**WHAT THIS TASK INVOLVES**
Copy out verbatim the lines in the records below, starting with the line containing "Indicate one point per instance of the cloudy" and going on through the end of the records.

[Labeled-object pointing entries]
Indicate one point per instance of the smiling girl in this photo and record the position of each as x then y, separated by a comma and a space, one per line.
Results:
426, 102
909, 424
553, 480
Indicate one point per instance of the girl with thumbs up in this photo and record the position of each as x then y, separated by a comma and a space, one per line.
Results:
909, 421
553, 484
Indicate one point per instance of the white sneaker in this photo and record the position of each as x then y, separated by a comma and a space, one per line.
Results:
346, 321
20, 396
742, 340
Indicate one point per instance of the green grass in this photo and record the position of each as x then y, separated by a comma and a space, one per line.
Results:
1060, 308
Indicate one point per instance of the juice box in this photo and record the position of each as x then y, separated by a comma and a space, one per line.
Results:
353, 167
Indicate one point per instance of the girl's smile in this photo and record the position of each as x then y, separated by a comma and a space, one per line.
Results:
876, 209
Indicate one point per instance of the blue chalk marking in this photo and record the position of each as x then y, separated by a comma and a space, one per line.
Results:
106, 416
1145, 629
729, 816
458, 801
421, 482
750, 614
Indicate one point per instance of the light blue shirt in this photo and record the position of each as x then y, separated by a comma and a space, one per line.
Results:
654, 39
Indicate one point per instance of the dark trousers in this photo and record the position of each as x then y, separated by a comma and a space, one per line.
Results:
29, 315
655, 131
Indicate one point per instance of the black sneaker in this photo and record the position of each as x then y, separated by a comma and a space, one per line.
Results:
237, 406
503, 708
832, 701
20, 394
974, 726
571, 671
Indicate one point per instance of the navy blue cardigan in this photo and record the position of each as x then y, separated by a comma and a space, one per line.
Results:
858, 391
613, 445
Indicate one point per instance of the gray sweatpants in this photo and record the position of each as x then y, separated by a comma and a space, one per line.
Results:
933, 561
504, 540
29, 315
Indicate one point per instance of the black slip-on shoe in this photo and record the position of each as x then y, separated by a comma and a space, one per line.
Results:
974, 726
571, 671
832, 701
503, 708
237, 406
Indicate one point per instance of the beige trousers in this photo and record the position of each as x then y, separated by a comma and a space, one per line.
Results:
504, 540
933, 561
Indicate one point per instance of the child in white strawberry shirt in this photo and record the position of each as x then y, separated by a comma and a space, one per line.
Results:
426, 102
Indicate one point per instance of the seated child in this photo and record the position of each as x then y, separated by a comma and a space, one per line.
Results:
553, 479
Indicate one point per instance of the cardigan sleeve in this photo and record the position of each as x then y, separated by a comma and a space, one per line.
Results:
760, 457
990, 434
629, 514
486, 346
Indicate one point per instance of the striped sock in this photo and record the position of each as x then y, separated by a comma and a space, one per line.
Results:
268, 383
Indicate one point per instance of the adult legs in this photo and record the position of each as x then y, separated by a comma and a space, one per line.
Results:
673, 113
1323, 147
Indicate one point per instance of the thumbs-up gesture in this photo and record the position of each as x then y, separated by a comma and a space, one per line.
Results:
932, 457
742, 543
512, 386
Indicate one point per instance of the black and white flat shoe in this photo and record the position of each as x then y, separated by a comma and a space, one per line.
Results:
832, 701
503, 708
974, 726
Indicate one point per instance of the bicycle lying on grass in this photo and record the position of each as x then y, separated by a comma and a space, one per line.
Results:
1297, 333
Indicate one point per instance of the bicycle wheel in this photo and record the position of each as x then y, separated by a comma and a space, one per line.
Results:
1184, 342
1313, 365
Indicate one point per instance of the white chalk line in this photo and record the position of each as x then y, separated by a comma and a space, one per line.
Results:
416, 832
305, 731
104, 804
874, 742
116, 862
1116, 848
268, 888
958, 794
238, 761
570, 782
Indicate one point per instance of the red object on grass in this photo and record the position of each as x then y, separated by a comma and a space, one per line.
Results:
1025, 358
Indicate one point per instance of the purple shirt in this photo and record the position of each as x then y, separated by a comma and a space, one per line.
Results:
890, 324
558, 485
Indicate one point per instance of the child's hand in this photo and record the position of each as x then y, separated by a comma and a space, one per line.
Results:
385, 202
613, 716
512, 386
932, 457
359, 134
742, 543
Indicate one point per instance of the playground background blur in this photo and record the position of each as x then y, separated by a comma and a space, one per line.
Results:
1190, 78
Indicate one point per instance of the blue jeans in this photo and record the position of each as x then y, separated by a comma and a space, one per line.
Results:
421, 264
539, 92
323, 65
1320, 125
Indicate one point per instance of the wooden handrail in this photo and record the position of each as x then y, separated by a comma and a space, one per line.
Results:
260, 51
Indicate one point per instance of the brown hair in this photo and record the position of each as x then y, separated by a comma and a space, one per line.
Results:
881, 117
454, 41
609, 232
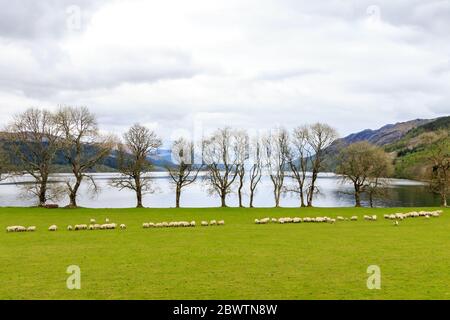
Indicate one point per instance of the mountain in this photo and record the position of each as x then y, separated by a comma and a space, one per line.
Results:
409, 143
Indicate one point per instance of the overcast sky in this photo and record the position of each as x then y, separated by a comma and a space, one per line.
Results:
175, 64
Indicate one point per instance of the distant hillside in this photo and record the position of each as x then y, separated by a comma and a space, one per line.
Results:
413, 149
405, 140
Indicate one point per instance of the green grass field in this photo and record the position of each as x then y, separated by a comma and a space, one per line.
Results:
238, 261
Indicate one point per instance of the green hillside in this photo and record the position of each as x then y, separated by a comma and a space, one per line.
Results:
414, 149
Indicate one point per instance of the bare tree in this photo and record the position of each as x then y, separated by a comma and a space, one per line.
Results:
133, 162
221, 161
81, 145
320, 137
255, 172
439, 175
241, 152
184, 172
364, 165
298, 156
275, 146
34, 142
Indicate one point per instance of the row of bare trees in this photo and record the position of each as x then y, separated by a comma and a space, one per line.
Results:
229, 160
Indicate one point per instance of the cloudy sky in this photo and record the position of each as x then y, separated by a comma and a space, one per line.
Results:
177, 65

**RESPONSE**
Indicate one point per instance of the cloudy sky in this photo and record the position of each as x then y, separated by a comma and a space, one per line.
Results:
177, 65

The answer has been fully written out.